_Excerpt provided_
++++++++++++++++++++

# Help getting straight cuts from my live edge slabs



## MarkHouse (May 30, 2017)

I'm fairly new to woodworking (and to this site) and this is my first larger project so I'm taking all precaution to make sure everything is right!

I'm making a dining room table from three pieces of live edge walnut - all are planed and drum sanded and I'm ready to cut the middle piece and the two inner sides of the outside two pieces (I want to keep the outside of the table as live edge) so I can joint them, biscuit join, glue and have myself a solid table top. However, I'm racking my brain on how to make sure my cuts are square, this is posing to be a challenge because of the live edge sides, there are no pre-existing square sides. I've read a few places that you should find your center on both ends and snap a line then grab your square, square up the ends and cut…but this doesn't answer my question for ripping (track saw) down the side to make my perfectly square edges so I can glue the pieces together.

Any help would be SO greatly appreciated!!!


----------



## JayT (May 6, 2012)

If your track saw has enough depth of cut, the way I would do it would be to lay the two outer pieces down and the center piece on top of them with the edges overlapping. Move and arrange until you get the look and grain alignment you want, clamp everything down tightly and cut both edges at once - center board on top and edge board underneath. That will assure they will mate up without having to worry about if the cut is perfectly square and you'll be able to adjust the overall width to get the size you need.

Hope that makes sense.


----------



## KelleyCrafts (May 17, 2016)

Are you worried about them being square to the ends (90 degrees to end grain) or side parallel to each other (center board).

You shouldn't worry about squaring the end grain sides. When your table is glued up you cut the ends square to the rest of the table. That might be 1/4" cut or 2" depending on your glueup. That's how I did it on my live edge table. My table had 4 slabs but same concept.

Do you have a tablesaw or just the track saw?


----------



## waho6o9 (May 6, 2011)

Once you get a straight edge on both sides butt them together and then rip down the middle.

This will make for a perfect fit.

+1 for JayTs' methods as well.


----------



## tomsteve (Jan 23, 2015)

stack all 3 and clamp. make sure outside edges you want on the outside boards are stacked to each other.

mark both ends where ya want to cut. set your tracksaw up and cut all 3 at once.
take the fresh cuts and run across a jointer. run the middle piece through the table saw to rip to width.
run that edge across the jointer.

imo, "live edge" and "square" dont go together too good. live edge is freeflowing and square doesnt look good,imo.


----------



## ClammyBallz (Apr 16, 2015)

Are the slabs longer than the track for your saw? Is that where your concern is on getting a straight cut?


----------



## bbasiaga (Dec 8, 2012)

You could brad nail a long piece of hardboard to them, and use the straight edge on that to register against your TS fence.

Brian


----------



## gargey (Apr 11, 2016)

++++++++++++++++++++

_Information supplied_
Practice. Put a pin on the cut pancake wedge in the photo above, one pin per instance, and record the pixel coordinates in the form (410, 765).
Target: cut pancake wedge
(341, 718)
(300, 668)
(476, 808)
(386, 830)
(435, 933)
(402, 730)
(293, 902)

++++++++++++++++++++

_Written problem_
Can you restate, word for word, the part of the live edge slab thread that opens with the words containing "Any help would" and closes with "that makes sense."? The listing stands apart from the live edge slab thread.

_Full response_
Any help would be SO greatly appreciated!!!


----------



## JayT (May 6, 2012)

If your track saw has enough depth of cut, the way I would do it would be to lay the two outer pieces down and the center piece on top of them with the edges overlapping. Move and arrange until you get the look and grain alignment you want, clamp everything down tightly and cut both edges at once - center board on top and edge board underneath. That will assure they will mate up without having to worry about if the cut is perfectly square and you'll be able to adjust the overall width to get the size you need.

Hope that makes sense.